§ **Exercise instructions**
Render into Spanish this sentence from the statement about lawyer Lu Tingge: "He is one of the newer faces in the community of human rights lawyers in China."

Members of the Chinese Human Rights Lawyers Group, March 8, 2019

Lu Tingge (卢廷阁) is a lawyer based in Shijiazhuang (石家庄), the capital of Hebei province. He is one of the newer faces in the community of human rights lawyers in China. In February he put forward a proposal to limit the legislative authorities of the Standing Committee of the National People’s Congress, and more than a thousand Chinese citizens signed to support the proposal. He has been missing since March 2. — The Editors  

We have learned from multiple sources that, on March 2, the Shijiazhuang-based lawyer Lu Tingge was taken away by officials of Shijiazhuang municipal Justice Bureau and his neighborhood police officers, and that his family and colleagues have not been able to get in touch with him for seven days as of today.

Lawyer Lu called his wife once on the evening of March 2, not using his own cell phone, but that of Xing Qiang (邢强), an official of the Bureau. Since then his family has not been able to get in touch with him.

We as lawyers believe this is a serious violation of a citizen’s basic human rights such as freedom of movement and freedom of communication. It is a typical act of enforced disappearance. Those who are involved in disappearing lawyer Lu Tingge have committed the crime of extralegal detention defined by Article 238 of the Criminal Law of the People’s Republic of China.

We have reasons to believe that the enforced disappearance of lawyer Lu is probably related to his proposal for amending the Constitution and his gathering signatures of support because several lawyers who signed have been summoned for talks by officials of their local Justice Bureaus.

Lawyer Lu’s disappearance reminds us of a number of human rights defenders whose freedom has been partially restricted for their expressions. We believe that:

First, it is immoral to secretly categorize and identify citizens for their expressions and political orientations; it is immoral to conduct secret and prolonged investigations of lawful citizens who are merely exercising their constitutional rights.

Second, it is illegal to forcibly evict or limit the movement of certain citizens based on such secret categorization and identification when the National People’s Congress (NPC), the Chinese People’s Political Consultative Conference (CPPCC), or the Chinese Communist Party’s national conference convenes, or on dates deemed particularly sensitive. It is a blatant contravention of constitutional rights and in opposition to the government’s claim of governing the country according to the law.

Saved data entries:
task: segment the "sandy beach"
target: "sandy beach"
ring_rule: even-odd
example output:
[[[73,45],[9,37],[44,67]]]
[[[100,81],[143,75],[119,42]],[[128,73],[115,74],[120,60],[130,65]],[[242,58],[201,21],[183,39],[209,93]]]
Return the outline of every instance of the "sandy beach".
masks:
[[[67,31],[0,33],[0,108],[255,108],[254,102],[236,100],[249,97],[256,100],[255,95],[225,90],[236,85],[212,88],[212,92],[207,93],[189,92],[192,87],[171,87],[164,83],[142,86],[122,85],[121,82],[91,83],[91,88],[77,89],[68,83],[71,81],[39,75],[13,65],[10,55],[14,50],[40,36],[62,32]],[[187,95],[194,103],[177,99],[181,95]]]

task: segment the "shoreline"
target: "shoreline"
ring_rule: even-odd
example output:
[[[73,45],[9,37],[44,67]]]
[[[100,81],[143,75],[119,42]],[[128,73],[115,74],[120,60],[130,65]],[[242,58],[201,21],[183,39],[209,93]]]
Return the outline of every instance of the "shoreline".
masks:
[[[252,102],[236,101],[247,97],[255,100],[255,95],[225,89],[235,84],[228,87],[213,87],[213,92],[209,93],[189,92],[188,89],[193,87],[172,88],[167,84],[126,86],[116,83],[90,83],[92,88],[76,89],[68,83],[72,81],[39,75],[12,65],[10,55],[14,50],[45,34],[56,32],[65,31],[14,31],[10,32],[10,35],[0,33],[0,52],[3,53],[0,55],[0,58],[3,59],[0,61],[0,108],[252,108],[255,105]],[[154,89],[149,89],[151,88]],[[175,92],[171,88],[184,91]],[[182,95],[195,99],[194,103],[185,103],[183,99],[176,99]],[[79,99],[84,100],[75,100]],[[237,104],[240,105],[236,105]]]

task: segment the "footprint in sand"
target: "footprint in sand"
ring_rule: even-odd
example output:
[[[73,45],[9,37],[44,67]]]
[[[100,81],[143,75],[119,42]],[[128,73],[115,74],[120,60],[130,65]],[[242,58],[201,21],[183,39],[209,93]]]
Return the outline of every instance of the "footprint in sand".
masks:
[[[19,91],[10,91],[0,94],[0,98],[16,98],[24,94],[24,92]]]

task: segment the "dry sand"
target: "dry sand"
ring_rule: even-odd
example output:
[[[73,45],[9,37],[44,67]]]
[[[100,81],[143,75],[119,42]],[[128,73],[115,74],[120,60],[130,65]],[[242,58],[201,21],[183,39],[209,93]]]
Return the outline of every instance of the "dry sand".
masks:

§ **Solution to the problem**
Es uno de los rostros más nuevos de la comunidad de abogados de derechos humanos en China.